Problem to solve: Please reproduce the passage below on Bernie Sanders and the Democratic Party in full, word for word.

Passage:
*****

In 2016, it seemed unlikely that Sen. Bernie Sanders—technically not a Democrat—would become one of the most important figures in Democratic politics and arguably the moderate candidate in the 2020 presidential field. Many may not believe it now. After all, he’s a self-described socialist. But it’s a true story that says as much about the Democratic Party as it does Sanders.
Campaigning in Iowa, Sanders bragged that the major planks of his 2016 campaign—Medicare-for-all, “free” college tuition, and a $15 minimum wage—were considered “radical “ then but are Democratic Party dogma now. He is not wrong (Sanders might have added that he was the godfather of the Green New Deal). Bernie has gone from persona non grata to acceptable presidential nominee among his Democratic Senate colleagues.
Democrats’ leftward lurch was not due solely to Sanders’ 2016 campaign. President Obama’s misgovernance reduced his party to its bedrock supporters, who leaned heavily left. Once the supposed “centrist” Hillary Clinton lost to Donald Trump based on blue-collar states, progressives pounced on the chance to argue Sanders could have won and his issues were the future of the party. (Conservatives often make the mirror argument when Republicans lose, which is how we got the Tea Party in 2009.)
When progressives rushed to fill the vacuum left by Clinton’s loss, however, they also brought plenty of identity politics with them. More than ever, the Democrats became an “upstairs/downstairs” party led by a small faction far to the left of the rank-and-file on issues including political correctness and identitarianism.
Bernie does not subscribe to identity politics, even though many argue his 2016 campaign failed because it failed to attract black voters, especially older black voters. Announcing his 2020 campaign last month, Sanders told Vermont Public Radio: “We have got to look at candidates, you know, not by the color of their skin, not by their sexual orientation or their gender and not by their age. I mean, I think we have got to try to move us toward a non-discriminatory society which looks at people based on their abilities, based on what they stand for.”

*****

Data provided:
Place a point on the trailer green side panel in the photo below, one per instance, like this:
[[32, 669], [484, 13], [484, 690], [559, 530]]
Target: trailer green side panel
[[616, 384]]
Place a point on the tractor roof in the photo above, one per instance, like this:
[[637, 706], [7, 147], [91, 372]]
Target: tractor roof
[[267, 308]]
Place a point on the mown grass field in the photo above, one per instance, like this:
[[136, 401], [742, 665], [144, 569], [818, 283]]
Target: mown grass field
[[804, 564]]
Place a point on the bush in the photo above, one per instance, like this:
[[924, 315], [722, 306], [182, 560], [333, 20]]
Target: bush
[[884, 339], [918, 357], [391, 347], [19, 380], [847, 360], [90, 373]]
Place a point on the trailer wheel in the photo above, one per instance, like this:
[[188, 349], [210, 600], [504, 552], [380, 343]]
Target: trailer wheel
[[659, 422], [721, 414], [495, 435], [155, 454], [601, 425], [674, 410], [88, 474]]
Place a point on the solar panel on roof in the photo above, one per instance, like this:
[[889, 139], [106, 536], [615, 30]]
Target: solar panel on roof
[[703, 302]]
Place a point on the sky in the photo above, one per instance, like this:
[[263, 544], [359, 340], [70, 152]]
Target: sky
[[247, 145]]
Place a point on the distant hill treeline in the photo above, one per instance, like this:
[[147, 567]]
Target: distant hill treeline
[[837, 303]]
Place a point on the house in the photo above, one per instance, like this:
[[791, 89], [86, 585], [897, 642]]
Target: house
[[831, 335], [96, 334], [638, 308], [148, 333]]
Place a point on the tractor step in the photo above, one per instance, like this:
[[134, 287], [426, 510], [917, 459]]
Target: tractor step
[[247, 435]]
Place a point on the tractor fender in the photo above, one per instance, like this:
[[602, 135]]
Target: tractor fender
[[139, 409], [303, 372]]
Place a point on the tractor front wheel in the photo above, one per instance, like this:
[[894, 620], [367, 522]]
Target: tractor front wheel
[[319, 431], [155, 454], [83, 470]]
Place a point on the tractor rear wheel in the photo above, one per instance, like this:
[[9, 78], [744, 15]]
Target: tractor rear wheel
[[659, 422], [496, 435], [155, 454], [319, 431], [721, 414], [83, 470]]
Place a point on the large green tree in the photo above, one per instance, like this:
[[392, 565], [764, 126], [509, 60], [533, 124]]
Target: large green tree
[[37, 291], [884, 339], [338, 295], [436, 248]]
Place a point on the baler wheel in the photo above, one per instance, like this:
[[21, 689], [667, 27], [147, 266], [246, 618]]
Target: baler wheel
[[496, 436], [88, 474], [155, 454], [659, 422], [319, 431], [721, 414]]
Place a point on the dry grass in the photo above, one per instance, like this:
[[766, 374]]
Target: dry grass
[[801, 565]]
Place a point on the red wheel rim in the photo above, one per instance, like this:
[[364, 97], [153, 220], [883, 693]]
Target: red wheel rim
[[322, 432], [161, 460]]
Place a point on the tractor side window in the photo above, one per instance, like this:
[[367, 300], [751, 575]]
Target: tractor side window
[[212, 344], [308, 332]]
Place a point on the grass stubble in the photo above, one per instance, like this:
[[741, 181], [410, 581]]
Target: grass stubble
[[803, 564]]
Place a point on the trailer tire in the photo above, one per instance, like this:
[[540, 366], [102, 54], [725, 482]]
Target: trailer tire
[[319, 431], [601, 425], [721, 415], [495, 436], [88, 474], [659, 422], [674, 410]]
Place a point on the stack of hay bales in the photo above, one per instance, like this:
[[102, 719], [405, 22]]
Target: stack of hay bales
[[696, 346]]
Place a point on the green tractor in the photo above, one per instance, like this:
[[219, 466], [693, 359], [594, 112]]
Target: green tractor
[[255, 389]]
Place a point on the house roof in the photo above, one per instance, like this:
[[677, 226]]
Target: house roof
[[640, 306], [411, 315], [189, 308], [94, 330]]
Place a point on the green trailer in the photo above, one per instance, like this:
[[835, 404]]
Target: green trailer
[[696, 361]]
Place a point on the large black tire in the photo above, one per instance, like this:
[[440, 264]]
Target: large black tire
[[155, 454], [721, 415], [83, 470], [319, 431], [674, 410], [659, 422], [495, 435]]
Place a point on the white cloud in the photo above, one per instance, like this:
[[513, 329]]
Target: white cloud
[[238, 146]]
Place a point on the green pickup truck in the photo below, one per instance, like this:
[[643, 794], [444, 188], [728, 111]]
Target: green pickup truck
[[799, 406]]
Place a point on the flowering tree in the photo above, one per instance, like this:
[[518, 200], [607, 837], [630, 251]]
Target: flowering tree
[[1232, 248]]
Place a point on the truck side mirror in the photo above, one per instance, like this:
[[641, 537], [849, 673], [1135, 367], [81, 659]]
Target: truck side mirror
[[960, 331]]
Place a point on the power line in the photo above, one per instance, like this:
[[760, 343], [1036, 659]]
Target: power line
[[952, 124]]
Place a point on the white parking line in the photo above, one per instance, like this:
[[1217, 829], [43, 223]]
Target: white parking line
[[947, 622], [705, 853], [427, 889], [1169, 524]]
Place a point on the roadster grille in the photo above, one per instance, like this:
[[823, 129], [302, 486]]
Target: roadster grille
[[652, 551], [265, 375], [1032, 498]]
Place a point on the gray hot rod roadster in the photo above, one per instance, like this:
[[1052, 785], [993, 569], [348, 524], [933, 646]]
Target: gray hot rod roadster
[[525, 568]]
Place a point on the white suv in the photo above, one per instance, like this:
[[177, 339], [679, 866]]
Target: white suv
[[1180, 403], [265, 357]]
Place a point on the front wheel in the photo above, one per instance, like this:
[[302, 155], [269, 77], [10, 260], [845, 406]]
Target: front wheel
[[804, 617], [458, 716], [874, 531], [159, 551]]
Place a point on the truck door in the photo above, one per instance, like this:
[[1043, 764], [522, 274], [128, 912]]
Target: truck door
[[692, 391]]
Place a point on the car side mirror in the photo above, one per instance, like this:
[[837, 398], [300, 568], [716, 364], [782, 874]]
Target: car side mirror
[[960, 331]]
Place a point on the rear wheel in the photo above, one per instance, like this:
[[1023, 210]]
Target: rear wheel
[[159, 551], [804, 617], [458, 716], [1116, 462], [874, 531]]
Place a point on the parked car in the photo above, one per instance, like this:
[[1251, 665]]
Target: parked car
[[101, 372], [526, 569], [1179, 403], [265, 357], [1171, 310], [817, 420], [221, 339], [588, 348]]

*****

Result for this exercise:
In 2016, it seemed unlikely that Sen. Bernie Sanders—technically not a Democrat—would become one of the most important figures in Democratic politics and arguably the moderate candidate in the 2020 presidential field. Many may not believe it now. After all, he’s a self-described socialist. But it’s a true story that says as much about the Democratic Party as it does Sanders.
Campaigning in Iowa, Sanders bragged that the major planks of his 2016 campaign—Medicare-for-all, “free” college tuition, and a $15 minimum wage—were considered “radical “ then but are Democratic Party dogma now. He is not wrong (Sanders might have added that he was the godfather of the Green New Deal). Bernie has gone from persona non grata to acceptable presidential nominee among his Democratic Senate colleagues.
Democrats’ leftward lurch was not due solely to Sanders’ 2016 campaign. President Obama’s misgovernance reduced his party to its bedrock supporters, who leaned heavily left. Once the supposed “centrist” Hillary Clinton lost to Donald Trump based on blue-collar states, progressives pounced on the chance to argue Sanders could have won and his issues were the future of the party. (Conservatives often make the mirror argument when Republicans lose, which is how we got the Tea Party in 2009.)
When progressives rushed to fill the vacuum left by Clinton’s loss, however, they also brought plenty of identity politics with them. More than ever, the Democrats became an “upstairs/downstairs” party led by a small faction far to the left of the rank-and-file on issues including political correctness and identitarianism.
Bernie does not subscribe to identity politics, even though many argue his 2016 campaign failed because it failed to attract black voters, especially older black voters. Announcing his 2020 campaign last month, Sanders told Vermont Public Radio: “We have got to look at candidates, you know, not by the color of their skin, not by their sexual orientation or their gender and not by their age. I mean, I think we have got to try to move us toward a non-discriminatory society which looks at people based on their abilities, based on what they stand for.”